• _Passage_:
★ ★ ★ ★ ★ ★ ★

Dave, congratulations on your decision! I think you made the very best choice! Also, I think once you start shooting with your new 1DX, you'll be surprised how much reach you're not needing, the AF and the IQ being so much better than your 7D, you'll be able to very easily crop for your extra reach without any issues in quality degradation. 

Also, be careful, seems like lot's of 1DX owners get some sort of itch for 500mm - 800mm L glass! 

Congratulations again on your decision, I'm looking forward to seeing your 1DX images!! 

All the best! 8)


----------



## DaveMiko (Nov 7, 2013)

Krob78 said:


> DaveMiko said:
> 
> 
> > Hi again everybody,
> ...



Thanks Krob.  I guess, my 5D Mark III will see less and less use, too. ... Hahahahahah ... Well, to be honest, ever since I purchased my first L glass (the 70-200 f4), I've developed a serious case of "L" addiction.


----------



## sanj (Nov 7, 2013)

DaveMiko said:


> Krob78 said:
> 
> 
> > DaveMiko said:
> ...



I always reach out for my 1dx over the 5d3 for most things. Enjoy!


----------



## j1jenkins (Nov 7, 2013)

DaveMiko said:


> Hi again everybody,
> 
> By reading and re-reading all your thoughts and comments, I guess I have a clearer picture in my mind now. The only thing that made me consider the (rumoured) 7D Mark II is the fact that, being it a crop sensor, it might give me more reach, but then I will have to compromise, somehow, on IQ. The 1DX has got it all, so I guess I'll go for it. Also, I think I'll get rid of the 7D, since I rarely use it now (only in bright, sunny days) and, moreover, I don't need 3 cameras.



Good decision! You'll love the 1Dx. I've rented it a few times and it's a beast of a camera! (I mean that in a good way)


----------



## Niki (Nov 7, 2013)

save money and get a canon film camera…if your only shooting stills...

★ ★ ★ ★ ★ ★ ★

• _Material supplied_:

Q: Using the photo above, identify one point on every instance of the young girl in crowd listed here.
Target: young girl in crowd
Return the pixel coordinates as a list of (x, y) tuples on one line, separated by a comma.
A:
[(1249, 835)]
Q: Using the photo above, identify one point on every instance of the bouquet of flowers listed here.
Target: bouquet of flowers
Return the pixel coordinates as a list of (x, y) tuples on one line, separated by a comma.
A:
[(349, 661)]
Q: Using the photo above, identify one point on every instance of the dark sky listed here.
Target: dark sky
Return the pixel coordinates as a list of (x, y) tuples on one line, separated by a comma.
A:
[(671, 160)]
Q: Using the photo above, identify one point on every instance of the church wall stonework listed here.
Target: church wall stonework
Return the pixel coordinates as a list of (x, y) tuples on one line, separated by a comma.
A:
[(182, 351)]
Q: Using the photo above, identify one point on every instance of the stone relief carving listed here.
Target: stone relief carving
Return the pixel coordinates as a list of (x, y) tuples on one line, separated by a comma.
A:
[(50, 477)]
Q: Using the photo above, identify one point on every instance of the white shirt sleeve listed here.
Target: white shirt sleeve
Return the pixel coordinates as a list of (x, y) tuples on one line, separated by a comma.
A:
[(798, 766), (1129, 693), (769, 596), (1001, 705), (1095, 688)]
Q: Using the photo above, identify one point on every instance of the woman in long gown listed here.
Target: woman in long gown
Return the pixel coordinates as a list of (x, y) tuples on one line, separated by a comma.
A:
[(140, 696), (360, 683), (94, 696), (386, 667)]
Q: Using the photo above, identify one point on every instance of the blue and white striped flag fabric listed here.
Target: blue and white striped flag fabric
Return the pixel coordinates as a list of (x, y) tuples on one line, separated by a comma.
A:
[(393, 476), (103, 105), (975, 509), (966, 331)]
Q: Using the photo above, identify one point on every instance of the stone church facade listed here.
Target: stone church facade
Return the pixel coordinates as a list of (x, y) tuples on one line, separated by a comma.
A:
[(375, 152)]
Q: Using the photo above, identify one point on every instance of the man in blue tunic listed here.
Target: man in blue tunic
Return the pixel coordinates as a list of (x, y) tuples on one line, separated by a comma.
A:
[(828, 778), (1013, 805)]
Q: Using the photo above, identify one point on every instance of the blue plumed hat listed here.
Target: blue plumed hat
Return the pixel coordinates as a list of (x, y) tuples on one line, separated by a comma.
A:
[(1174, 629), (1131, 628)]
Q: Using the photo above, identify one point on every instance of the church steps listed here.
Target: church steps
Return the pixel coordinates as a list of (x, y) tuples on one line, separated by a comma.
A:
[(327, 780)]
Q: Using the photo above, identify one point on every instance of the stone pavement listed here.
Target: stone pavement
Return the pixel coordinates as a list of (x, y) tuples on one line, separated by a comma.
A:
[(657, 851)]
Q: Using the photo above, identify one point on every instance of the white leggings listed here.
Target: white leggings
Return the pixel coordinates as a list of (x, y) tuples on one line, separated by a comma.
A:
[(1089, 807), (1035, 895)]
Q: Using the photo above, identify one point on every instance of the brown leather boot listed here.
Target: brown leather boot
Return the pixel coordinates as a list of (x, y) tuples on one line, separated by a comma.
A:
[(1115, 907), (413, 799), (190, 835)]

★ ★ ★ ★ ★ ★ ★

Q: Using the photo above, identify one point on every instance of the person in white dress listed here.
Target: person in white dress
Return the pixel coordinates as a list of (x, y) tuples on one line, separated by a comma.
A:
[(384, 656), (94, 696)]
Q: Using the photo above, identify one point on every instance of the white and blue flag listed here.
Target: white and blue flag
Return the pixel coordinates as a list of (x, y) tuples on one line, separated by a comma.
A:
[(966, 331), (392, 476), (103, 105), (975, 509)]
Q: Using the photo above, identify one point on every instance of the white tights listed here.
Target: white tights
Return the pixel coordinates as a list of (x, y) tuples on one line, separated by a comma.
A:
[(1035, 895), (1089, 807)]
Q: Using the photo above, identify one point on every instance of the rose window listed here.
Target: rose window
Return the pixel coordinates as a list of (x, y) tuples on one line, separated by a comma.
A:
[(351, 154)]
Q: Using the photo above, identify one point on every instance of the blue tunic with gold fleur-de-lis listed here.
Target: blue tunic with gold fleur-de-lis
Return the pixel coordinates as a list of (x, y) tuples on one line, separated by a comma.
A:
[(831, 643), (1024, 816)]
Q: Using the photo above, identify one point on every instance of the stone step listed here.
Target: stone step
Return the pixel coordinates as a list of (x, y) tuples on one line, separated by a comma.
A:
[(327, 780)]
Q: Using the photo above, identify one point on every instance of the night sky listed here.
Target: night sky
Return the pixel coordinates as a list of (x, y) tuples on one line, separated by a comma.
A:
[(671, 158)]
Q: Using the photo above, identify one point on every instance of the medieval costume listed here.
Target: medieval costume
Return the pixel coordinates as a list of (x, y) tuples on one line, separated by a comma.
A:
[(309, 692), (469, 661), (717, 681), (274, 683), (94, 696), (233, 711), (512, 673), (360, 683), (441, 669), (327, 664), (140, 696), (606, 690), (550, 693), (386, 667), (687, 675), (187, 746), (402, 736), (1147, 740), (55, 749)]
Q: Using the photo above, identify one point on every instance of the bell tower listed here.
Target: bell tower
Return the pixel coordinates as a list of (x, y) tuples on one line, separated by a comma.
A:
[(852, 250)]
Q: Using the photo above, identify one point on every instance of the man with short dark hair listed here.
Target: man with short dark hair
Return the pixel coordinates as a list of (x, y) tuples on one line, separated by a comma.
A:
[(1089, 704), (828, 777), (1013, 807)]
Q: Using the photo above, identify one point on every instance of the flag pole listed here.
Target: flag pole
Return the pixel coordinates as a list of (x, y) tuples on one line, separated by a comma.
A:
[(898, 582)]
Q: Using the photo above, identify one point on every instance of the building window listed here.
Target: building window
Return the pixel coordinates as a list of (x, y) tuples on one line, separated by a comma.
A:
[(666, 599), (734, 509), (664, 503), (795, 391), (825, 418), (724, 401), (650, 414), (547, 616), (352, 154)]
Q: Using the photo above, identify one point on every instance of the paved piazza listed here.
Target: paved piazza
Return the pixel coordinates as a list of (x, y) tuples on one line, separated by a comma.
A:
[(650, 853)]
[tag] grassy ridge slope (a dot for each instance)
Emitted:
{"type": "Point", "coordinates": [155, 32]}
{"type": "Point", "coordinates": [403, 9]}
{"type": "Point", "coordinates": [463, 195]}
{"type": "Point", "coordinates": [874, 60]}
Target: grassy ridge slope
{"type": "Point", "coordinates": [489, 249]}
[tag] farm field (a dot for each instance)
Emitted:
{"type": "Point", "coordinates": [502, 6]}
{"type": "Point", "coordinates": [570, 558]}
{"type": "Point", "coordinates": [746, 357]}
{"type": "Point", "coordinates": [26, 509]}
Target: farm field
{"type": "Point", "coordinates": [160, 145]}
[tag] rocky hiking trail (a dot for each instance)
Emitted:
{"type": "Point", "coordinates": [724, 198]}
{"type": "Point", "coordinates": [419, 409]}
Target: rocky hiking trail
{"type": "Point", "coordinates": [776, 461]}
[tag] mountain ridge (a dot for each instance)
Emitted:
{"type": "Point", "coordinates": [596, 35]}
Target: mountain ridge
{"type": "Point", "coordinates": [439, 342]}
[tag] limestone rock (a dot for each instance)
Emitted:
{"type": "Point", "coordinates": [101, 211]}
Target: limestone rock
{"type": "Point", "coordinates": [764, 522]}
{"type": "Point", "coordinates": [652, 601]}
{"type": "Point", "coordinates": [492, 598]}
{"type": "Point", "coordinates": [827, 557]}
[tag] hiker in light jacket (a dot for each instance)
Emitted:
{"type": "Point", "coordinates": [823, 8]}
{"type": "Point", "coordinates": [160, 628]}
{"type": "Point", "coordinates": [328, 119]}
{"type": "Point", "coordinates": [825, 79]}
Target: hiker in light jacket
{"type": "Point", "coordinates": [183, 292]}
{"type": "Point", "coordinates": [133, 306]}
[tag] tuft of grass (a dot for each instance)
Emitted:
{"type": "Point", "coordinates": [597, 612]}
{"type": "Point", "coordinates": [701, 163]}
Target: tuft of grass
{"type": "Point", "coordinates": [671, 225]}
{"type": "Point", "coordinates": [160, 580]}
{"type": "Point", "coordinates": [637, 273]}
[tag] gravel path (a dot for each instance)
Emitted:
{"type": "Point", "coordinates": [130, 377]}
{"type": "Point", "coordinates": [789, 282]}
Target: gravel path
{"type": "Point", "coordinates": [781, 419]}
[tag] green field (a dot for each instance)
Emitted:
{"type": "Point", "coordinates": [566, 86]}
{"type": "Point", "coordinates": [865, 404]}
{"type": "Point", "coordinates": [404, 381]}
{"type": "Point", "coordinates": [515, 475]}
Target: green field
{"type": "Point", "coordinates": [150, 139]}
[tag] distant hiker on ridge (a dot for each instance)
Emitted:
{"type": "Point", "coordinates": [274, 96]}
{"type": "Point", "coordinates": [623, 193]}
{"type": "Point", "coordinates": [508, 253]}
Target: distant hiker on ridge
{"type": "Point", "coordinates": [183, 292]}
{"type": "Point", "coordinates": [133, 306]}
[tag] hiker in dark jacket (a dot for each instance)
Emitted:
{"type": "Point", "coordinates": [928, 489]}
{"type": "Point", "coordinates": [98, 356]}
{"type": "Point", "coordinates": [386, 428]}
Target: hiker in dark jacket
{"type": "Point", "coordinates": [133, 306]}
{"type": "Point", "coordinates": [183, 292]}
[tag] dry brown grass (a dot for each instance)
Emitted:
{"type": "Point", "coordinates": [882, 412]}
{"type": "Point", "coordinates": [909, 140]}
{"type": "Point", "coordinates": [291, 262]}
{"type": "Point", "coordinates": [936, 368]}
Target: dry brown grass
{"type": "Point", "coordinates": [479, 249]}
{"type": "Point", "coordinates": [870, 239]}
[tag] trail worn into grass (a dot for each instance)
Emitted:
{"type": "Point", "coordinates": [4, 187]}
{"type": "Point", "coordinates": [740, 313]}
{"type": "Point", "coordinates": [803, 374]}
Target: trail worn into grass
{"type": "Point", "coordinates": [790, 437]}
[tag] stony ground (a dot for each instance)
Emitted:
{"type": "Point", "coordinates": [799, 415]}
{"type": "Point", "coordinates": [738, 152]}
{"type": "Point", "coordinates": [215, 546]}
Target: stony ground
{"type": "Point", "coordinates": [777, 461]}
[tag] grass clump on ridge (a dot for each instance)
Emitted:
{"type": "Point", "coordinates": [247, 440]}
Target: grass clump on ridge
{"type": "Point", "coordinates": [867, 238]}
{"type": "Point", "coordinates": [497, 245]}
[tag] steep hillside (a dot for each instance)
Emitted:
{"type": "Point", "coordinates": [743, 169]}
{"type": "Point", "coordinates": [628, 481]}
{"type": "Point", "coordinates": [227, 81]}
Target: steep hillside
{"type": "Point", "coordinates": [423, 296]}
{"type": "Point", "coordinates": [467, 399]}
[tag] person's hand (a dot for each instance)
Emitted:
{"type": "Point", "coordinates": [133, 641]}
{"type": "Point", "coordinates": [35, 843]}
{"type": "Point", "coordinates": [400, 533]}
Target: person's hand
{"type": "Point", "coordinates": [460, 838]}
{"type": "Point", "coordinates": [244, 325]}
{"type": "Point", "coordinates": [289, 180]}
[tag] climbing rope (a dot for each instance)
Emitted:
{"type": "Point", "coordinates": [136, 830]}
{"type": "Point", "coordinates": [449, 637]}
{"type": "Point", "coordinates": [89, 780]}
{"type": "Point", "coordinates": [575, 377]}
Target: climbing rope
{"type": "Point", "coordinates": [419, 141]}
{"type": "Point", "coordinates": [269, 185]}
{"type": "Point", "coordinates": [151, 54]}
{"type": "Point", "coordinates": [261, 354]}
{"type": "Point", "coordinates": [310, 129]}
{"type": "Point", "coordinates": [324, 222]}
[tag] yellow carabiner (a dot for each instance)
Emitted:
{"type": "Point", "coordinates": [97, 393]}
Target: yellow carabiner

★ ★ ★ ★ ★ ★ ★

• _Stated task 1_: In the camera forum thread, write out everything from "Dave, congratulations on" down to "800mm L glass!", renaming "1DX" to "EOS-1D X" wherever it occurs.
• _Stated task 2_: Set down, word for word, everything in the rows from the line containing "pavement listed here." down to the line containing "[(657, 851)]", including both of those lines.
The forum thread and the rows have nothing to do with each other.

• _Full output 1_:
Dave, congratulations on your decision! I think you made the very best choice! Also, I think once you start shooting with your new EOS-1D X, you'll be surprised how much reach you're not needing, the AF and the IQ being so much better than your 7D, you'll be able to very easily crop for your extra reach without any issues in quality degradation. 

Also, be careful, seems like lot's of EOS-1D X owners get some sort of itch for 500mm - 800mm L glass!

• _Full output 2_:
Q: Using the photo above, identify one point on every instance of the stone pavement listed here.
Target: stone pavement
Return the pixel coordinates as a list of (x, y) tuples on one line, separated by a comma.
A:
[(657, 851)]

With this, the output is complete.